■ **EXCERPT PROVIDED**
+++++
The Darfur Peace Agreement on the whole was a major historic achievement. It was the result of great efforts, during which the President of the Government of National Unity showed flexibility in order to reach agreement. The Government of National Unity emphasized that the Agreement would be implemented fully. At the same time the Government is keen to protect the Agreement from any danger posed by groups that oppose it, as well as from foreign hostile activities. The Government of the Sudan continues to expect that the Security Council will carry out its activities and exert pressure on the various parties that refused to sign the Agreement and are hindering its implementation.
Secondly, the Sudanese Government expects the Council to attach particular importance to the external challenge posed by Chad’s support for groups that reject the Agreement.
Thirdly, the Government expects the Council to support the African Union Mission and to conduct activities that conform to the Darfur Peace Agreement.
The Sudan is aware that its neighbour Chad, prior to its domestic crisis, had been making efforts to help resolve the conflict in Darfur. However, we must point out that the Sudan took the first step and undertook various initiatives to contain the crisis and resolve the conflicts within the Government of Chad. Sudan’s commitment to establish peace and stability in Chad did not take the form of a bilateral or regional commitment or initiative but was due to a strategic vision according to which internal stability in Chad is essential for the Sudan’s stability. The Government of Chad, a brotherly country, is fully aware of that fact.
+++++
Segmentation annotation records

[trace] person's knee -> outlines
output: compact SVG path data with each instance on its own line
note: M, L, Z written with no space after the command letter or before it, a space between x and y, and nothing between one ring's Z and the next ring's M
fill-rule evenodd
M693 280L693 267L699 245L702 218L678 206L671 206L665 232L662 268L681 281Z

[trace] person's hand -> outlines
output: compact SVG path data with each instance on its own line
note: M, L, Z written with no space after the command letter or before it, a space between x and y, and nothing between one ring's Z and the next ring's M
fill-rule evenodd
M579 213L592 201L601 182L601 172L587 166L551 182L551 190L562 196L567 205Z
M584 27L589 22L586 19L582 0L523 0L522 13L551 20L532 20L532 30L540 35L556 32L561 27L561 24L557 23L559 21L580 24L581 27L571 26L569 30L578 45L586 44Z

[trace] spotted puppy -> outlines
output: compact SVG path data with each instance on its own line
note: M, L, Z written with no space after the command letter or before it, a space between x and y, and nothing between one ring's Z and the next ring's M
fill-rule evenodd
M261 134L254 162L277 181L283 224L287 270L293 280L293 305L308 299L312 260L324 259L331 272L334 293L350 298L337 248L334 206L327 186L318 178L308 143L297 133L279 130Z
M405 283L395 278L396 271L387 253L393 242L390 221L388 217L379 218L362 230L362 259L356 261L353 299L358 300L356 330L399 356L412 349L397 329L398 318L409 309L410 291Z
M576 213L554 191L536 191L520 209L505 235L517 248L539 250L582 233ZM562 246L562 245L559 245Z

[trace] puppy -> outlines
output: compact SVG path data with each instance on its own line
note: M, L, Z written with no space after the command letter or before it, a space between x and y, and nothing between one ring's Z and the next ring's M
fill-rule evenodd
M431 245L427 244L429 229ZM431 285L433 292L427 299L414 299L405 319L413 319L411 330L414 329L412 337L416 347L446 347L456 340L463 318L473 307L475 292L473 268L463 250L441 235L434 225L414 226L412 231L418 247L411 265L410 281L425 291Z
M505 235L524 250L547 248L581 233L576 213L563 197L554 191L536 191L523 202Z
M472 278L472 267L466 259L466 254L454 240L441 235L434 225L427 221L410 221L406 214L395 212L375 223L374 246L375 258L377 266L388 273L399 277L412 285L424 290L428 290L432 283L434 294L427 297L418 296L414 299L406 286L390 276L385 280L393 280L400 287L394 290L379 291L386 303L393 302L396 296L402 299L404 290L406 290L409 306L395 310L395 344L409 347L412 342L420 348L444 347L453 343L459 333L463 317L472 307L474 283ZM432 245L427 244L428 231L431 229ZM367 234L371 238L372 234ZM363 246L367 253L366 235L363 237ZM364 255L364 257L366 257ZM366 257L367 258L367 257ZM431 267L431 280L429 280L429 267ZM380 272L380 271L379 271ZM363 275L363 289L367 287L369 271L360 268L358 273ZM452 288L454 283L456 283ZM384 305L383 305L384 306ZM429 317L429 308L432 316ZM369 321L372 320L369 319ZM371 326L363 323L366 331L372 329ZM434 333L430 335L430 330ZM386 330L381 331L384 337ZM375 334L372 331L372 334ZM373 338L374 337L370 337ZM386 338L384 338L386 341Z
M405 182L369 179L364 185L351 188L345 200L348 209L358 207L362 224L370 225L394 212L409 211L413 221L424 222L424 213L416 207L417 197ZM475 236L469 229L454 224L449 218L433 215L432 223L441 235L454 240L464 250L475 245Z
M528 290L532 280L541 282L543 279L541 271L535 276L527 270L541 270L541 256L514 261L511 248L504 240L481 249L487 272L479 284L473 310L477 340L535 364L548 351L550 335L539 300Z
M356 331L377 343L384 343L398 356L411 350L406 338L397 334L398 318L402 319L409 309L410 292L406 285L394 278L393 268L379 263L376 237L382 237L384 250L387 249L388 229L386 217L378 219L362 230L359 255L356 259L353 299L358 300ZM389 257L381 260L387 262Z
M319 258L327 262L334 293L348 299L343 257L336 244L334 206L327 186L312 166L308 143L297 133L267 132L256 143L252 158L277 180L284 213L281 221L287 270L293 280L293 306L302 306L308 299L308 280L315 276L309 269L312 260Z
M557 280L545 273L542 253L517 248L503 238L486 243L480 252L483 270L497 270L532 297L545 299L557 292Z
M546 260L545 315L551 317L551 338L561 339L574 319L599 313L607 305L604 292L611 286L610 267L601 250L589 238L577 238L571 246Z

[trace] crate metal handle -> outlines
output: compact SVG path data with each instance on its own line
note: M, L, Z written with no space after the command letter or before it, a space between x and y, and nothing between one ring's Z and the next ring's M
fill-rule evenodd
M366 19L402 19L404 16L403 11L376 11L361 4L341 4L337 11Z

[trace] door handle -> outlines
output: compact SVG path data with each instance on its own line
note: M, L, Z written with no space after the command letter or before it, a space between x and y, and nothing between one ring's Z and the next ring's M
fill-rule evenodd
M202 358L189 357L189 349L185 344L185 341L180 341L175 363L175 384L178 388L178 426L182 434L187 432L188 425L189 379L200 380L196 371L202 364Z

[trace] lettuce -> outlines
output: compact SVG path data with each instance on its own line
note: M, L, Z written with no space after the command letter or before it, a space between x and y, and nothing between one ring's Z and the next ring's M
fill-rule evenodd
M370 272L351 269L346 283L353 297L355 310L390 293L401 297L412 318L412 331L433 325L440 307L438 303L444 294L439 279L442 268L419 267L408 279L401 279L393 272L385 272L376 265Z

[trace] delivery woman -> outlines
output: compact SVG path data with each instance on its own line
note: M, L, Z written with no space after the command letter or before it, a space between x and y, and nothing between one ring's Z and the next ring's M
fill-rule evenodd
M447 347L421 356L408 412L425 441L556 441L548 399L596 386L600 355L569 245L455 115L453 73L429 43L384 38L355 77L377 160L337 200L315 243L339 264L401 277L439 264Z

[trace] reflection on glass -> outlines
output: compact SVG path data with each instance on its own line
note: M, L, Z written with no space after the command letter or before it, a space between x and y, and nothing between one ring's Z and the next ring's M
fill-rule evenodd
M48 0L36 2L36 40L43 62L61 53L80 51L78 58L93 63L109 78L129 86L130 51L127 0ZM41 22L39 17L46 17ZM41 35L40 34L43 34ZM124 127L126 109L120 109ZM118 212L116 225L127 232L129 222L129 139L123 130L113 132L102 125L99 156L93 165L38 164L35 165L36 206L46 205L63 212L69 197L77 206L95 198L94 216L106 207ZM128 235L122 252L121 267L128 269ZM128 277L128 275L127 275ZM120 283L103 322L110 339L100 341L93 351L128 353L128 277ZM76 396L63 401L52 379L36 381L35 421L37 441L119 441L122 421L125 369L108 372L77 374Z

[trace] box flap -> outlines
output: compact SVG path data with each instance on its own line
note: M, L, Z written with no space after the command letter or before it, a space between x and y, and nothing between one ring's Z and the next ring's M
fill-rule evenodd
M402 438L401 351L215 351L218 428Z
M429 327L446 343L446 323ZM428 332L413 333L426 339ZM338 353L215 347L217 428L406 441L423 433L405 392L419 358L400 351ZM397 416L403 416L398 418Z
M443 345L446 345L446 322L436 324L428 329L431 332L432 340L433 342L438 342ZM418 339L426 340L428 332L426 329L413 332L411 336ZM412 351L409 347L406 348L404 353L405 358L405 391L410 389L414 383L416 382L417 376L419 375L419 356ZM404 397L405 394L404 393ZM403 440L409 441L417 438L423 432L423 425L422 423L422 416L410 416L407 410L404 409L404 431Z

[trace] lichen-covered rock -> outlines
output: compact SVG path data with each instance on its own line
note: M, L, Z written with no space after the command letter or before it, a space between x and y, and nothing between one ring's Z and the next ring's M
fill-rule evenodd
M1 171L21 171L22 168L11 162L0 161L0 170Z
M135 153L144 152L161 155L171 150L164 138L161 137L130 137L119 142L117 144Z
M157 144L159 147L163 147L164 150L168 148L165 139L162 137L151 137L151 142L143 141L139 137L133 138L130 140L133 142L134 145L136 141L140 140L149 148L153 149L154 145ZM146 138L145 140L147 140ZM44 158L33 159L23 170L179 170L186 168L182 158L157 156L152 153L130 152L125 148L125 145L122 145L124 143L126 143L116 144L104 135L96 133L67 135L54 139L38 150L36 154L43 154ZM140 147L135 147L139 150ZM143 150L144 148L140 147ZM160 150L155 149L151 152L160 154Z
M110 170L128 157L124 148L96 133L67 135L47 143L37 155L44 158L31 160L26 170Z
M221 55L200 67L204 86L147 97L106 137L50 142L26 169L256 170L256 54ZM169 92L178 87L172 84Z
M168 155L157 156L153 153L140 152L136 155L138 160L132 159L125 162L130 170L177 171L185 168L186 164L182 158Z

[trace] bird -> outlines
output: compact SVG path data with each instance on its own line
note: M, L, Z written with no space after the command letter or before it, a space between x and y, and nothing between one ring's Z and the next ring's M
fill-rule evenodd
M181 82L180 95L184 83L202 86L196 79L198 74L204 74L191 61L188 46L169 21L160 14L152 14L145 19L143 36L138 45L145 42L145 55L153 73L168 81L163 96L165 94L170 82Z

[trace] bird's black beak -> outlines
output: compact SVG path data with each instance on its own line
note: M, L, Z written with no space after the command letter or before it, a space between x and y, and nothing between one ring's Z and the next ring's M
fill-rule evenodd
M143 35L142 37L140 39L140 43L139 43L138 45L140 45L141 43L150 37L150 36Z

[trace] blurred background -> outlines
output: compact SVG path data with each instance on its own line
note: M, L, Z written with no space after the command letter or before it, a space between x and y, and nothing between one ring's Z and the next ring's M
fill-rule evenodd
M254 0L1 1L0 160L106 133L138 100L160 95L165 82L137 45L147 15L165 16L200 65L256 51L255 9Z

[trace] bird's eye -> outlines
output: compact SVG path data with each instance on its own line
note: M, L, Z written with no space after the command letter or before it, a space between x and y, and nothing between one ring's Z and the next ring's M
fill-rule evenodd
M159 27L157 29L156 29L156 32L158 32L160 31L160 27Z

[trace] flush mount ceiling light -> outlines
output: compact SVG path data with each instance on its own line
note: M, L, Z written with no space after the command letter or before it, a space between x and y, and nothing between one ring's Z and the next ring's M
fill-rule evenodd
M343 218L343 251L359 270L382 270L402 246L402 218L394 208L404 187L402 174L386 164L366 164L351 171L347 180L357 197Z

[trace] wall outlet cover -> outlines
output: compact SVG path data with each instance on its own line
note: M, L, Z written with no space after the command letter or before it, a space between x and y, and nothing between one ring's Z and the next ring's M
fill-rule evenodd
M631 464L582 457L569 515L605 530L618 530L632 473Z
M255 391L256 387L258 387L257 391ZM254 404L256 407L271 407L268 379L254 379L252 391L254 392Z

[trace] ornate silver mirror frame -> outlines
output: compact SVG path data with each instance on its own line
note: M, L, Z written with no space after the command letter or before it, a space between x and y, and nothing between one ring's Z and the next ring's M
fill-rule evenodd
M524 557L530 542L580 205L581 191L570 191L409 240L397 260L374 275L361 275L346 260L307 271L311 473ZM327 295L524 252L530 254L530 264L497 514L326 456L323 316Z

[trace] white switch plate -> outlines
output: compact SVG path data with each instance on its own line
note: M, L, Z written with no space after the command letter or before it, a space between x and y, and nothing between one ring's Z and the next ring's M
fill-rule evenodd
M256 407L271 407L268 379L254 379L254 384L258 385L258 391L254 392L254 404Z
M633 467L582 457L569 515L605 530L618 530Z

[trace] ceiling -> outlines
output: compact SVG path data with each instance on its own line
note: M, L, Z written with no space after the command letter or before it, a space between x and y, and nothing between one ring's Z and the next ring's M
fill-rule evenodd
+++++
■ **OBJECTIVES**
- a) In the statement, what did the Government of National Unity emphasize about the Darfur Peace Agreement?
- b) Condense the statement's paragraph beginning "The Sudan is aware that its neighbour Chad" into a short bulleted list that keeps its main facts.
Nothing in the listing is needed here.

■ **EXPECTED RESPONSES**
- a) It emphasized that the Agreement would be implemented fully.

- b)
- Before its domestic crisis, Chad had been working to help resolve the Darfur conflict.
- The Sudan took the first step and launched various initiatives to contain the crisis and resolve conflicts within Chad's Government.
- This commitment to peace and stability in Chad was not a bilateral or regional initiative; it came from a strategic view that Chad's internal stability is essential to the Sudan's own.
- Chad's Government is fully aware of this.